Passage given:

>> Begin

Israel is facing a 'wave of misinformation and vicious propaganda,' says former government spokesman Eylon Levy
Levy speaks with Paul Calvert of Bethlehem Voice about launching 'Israeli Citizen Spokesperson’s Office' to advocate for Israel globally
“The man, the myth, the legend. Eylon Levy, the voice of Israel” is how one of his Facebook friends describes him. Born to Israeli parents in London, Eylon Aslan-Levy has been called many things at the ripe old age of 33.
“Israel’s Defender: The Unstoppable Spokesperson Eylon Levy,” read one headline at the Jewish Journal.
“An eloquent, glib, and annoying know-it-all” read a Haaretz headline.
Levy, an Oxford and Cambridge University graduate, is the co-founder of the Israeli Citizen Spokesperson’s office. He spoke with Christian journalist Paul Calvert of Bethlehem Voice Radio, where he explained the logic behind the new initiative.
“Israel is the only country in the world that finds itself constantly under attack, having to explain and justify itself all the time to everyone. And therefore, we’ve decided on a brand new concept of citizen spokespeople. You’ve heard of citizen journalists, people who take their phones and go to document critical events. We’re citizen spokespeople, ordinary people, people have normal jobs who will go on camera to defend our country, to the world.”
As the former Israeli government spokesman and international media advisor, Levy is known for his straight-talking and his unwillingness to pull any punches.
He told Calvert that Israel has been facing significant media challenges, including misinformation. His new team aims to equip global supporters with essential tools to advocate for Israel.
“Israel is fighting for its life now against Iran and its proxy armies on seven different fronts. Not only that, but a wave of misinformation and vicious propaganda against Israel. And so I’m building a team that will do a live briefing every day on all social media platforms to break down the news, get down into the details, and equip our supporters around the world with the tools that they need to make the case for Israel, including the messages that they won’t necessarily be receiving from the mainstream media, but that they need to go out and fight for us as we fight for our lives.”

>> End

Material supplied:
>> Begin

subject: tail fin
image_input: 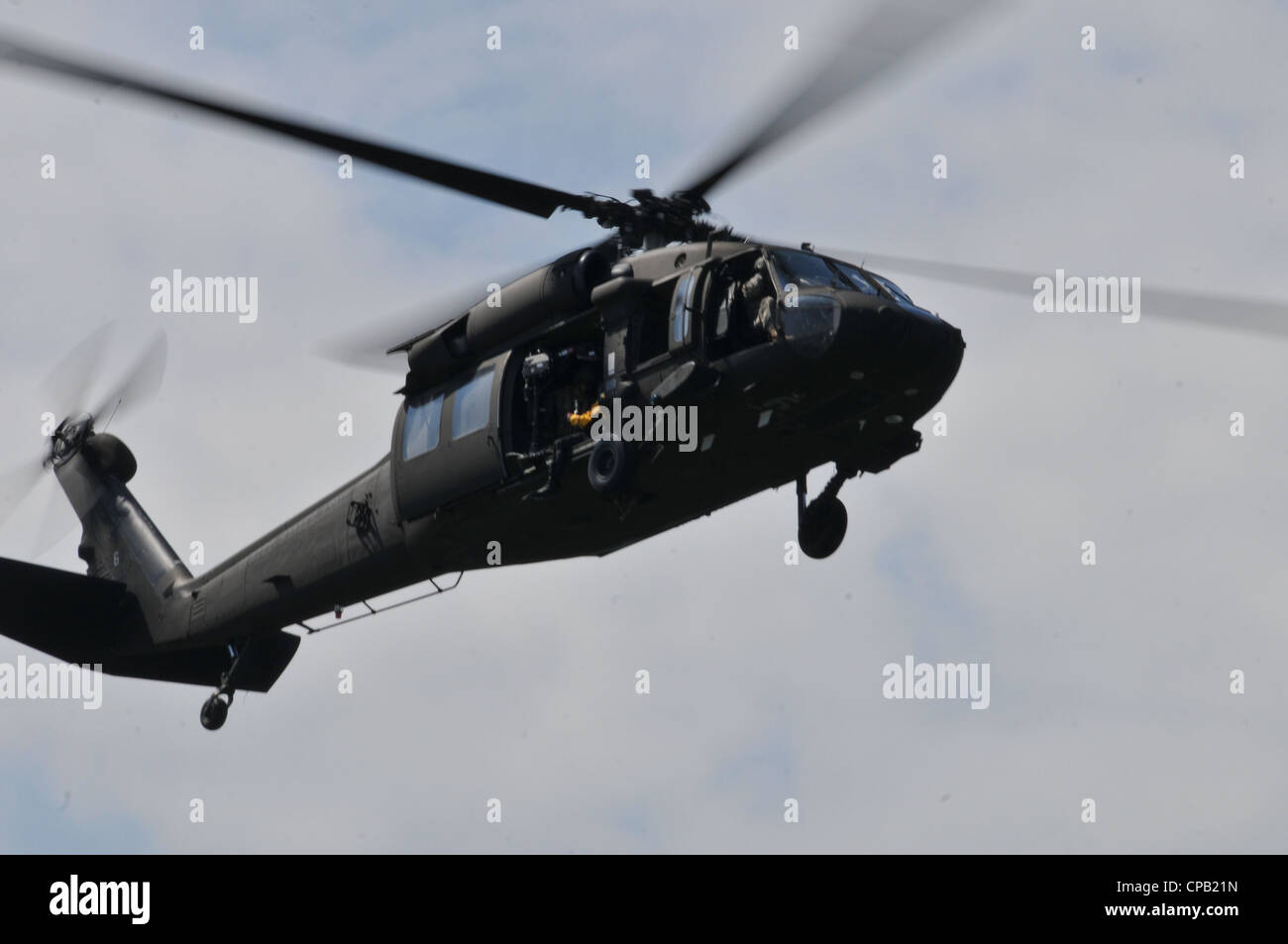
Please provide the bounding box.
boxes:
[54,433,192,644]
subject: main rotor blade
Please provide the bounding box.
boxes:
[680,0,999,197]
[0,35,593,218]
[313,239,615,373]
[90,331,166,422]
[820,250,1288,338]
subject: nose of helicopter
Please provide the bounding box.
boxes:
[837,296,966,409]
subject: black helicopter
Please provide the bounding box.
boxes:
[0,0,1282,729]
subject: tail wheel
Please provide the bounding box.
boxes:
[201,692,228,731]
[796,494,850,561]
[587,439,635,496]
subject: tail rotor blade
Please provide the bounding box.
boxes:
[91,331,167,429]
[36,322,115,420]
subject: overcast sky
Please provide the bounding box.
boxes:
[0,0,1288,853]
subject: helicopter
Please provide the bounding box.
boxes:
[0,0,1283,730]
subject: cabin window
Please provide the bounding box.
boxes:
[403,394,443,461]
[452,367,493,439]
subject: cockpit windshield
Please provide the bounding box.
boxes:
[868,271,913,305]
[769,249,853,291]
[769,249,912,299]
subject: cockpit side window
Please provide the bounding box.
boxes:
[452,367,493,439]
[671,271,698,348]
[403,394,443,461]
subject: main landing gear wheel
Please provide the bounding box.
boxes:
[201,691,232,731]
[587,439,635,496]
[796,464,859,561]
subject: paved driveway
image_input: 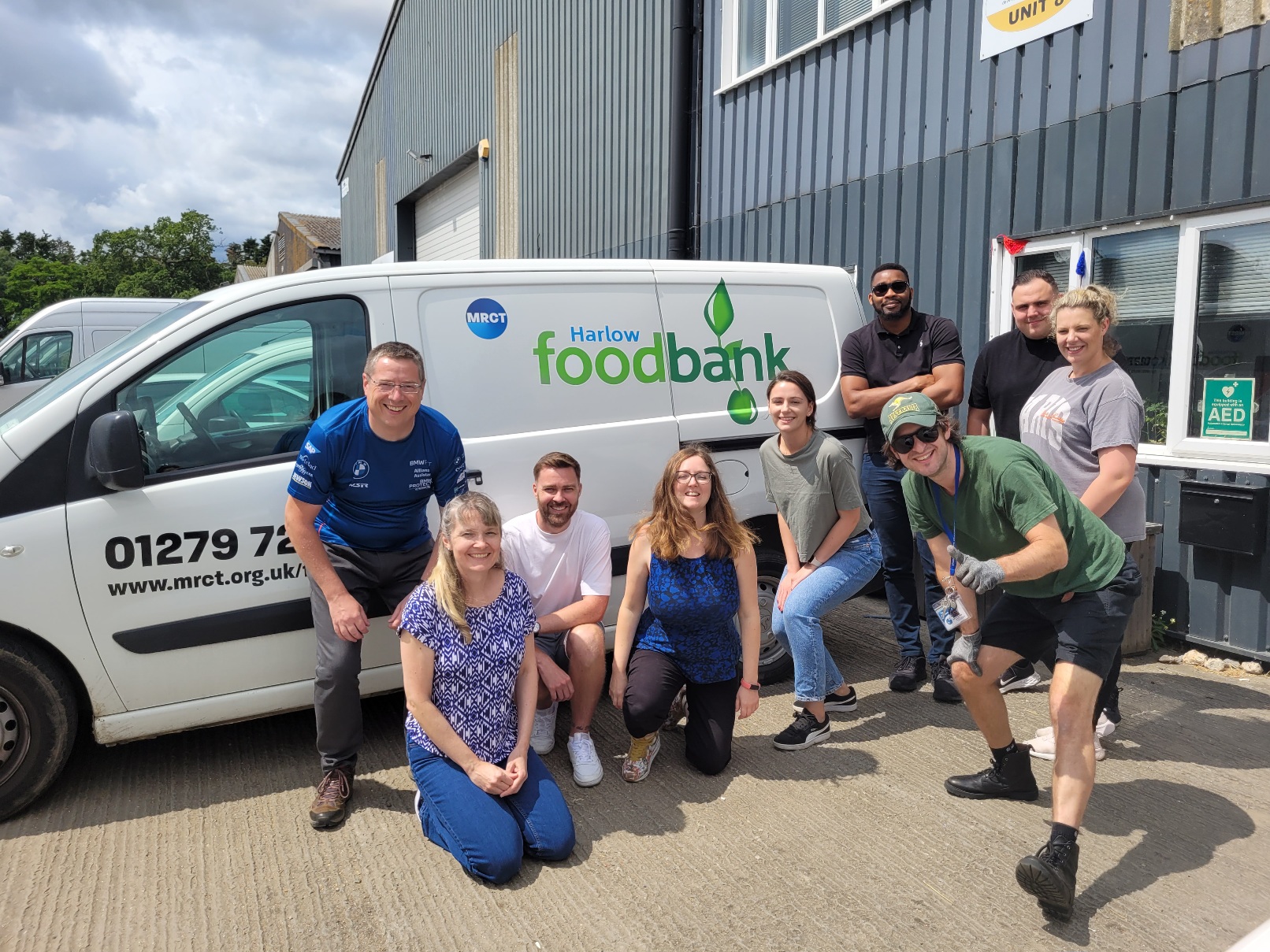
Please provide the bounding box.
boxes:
[0,598,1270,952]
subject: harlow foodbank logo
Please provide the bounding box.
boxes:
[531,280,790,425]
[467,297,507,340]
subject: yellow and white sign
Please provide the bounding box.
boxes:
[979,0,1094,60]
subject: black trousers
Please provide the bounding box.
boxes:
[622,649,741,774]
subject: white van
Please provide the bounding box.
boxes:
[0,260,863,817]
[0,297,180,411]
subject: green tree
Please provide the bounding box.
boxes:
[0,255,83,330]
[81,211,234,297]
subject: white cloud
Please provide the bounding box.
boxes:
[0,0,391,254]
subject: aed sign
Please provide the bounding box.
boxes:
[979,0,1092,60]
[1199,377,1255,439]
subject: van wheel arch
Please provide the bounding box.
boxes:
[0,622,87,820]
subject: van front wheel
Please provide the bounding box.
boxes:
[0,636,76,820]
[755,548,794,684]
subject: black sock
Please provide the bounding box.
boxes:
[1049,823,1079,846]
[992,738,1019,765]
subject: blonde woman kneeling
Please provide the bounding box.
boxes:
[400,492,574,883]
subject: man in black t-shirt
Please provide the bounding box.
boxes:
[841,263,965,702]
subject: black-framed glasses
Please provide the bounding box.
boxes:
[371,377,423,396]
[869,280,908,297]
[890,427,940,453]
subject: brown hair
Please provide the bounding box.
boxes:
[631,443,757,560]
[882,410,961,469]
[1049,284,1120,357]
[1010,268,1058,294]
[362,340,424,381]
[427,492,503,645]
[767,371,815,429]
[533,450,581,483]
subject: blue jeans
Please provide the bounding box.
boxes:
[405,738,574,883]
[860,453,953,662]
[772,529,882,701]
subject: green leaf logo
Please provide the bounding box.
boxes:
[728,390,758,425]
[705,280,733,338]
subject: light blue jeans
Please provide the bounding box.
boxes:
[772,528,882,701]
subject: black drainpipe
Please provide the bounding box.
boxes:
[666,0,701,259]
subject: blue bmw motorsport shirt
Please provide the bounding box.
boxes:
[287,398,467,552]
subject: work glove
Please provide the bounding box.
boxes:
[949,546,1006,595]
[949,632,983,678]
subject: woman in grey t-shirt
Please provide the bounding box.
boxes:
[758,371,882,750]
[1019,284,1147,761]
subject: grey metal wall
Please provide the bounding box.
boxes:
[701,0,1270,658]
[339,0,670,264]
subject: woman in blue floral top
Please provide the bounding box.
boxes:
[400,492,574,883]
[608,444,759,783]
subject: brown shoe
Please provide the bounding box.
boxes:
[309,767,353,830]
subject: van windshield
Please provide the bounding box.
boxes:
[0,298,207,434]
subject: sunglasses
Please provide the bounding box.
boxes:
[890,427,940,453]
[869,280,908,297]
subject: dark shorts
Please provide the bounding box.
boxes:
[533,630,569,672]
[982,552,1142,679]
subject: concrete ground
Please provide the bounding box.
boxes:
[7,598,1270,952]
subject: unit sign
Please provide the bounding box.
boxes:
[979,0,1094,60]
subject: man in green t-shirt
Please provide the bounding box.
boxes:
[880,394,1142,921]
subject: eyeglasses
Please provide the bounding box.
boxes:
[890,427,940,453]
[371,378,423,396]
[869,280,908,297]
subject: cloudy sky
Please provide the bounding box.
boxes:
[0,0,391,255]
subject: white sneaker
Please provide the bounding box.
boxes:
[1027,728,1108,761]
[569,732,604,787]
[1036,712,1115,738]
[529,701,560,757]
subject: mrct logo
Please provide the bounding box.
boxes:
[533,280,789,424]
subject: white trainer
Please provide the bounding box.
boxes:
[529,701,560,757]
[1027,728,1108,761]
[569,732,604,787]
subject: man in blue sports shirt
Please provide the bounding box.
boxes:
[286,342,467,829]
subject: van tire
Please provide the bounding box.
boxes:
[755,548,794,684]
[0,636,77,820]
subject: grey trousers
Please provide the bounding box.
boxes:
[309,542,432,774]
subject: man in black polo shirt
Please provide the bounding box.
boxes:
[841,263,965,702]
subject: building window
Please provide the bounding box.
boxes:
[993,207,1270,471]
[719,0,903,91]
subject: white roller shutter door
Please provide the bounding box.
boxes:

>> End

What you need to do:
a) According to the article about Eylon Levy, in which city was he born?
b) Carry on the article about Eylon Levy from its final paragraph.

Answers in order:
a) London

b)
At the start of the war following the Hamas invasion and attack against Israel on Oct. 7, Levy explained that he was a private citizen conducting interviews. Within the remarkable blanket of tight solidarity and war-footing attitude that enveloped Israel after the shocking massacres, Levy quickly found himself in the volunteer role of an official Israeli government spokesman.
He described to Calvert what it was like at his home in Tel Aviv on the morning of the Hamas terror attack.
“[At] 7:30 in the morning on a Saturday, the sirens started blaring in Tel Aviv. They’d been blaring in the rest of the country for an hour since 6:30 in the morning, and like everyone, I was asleep. I jumped out of bed. I ran into my building’s rocket shelter. In Israel, many buildings will have a rocket shelter in the basement. All new apartments, by the way, built in the last 35 years, have their own rocket shelter in the apartment. And suddenly hearing explosions in the sky because Israel was under a massive missile attack from Gaza as part of the October 7 massacre."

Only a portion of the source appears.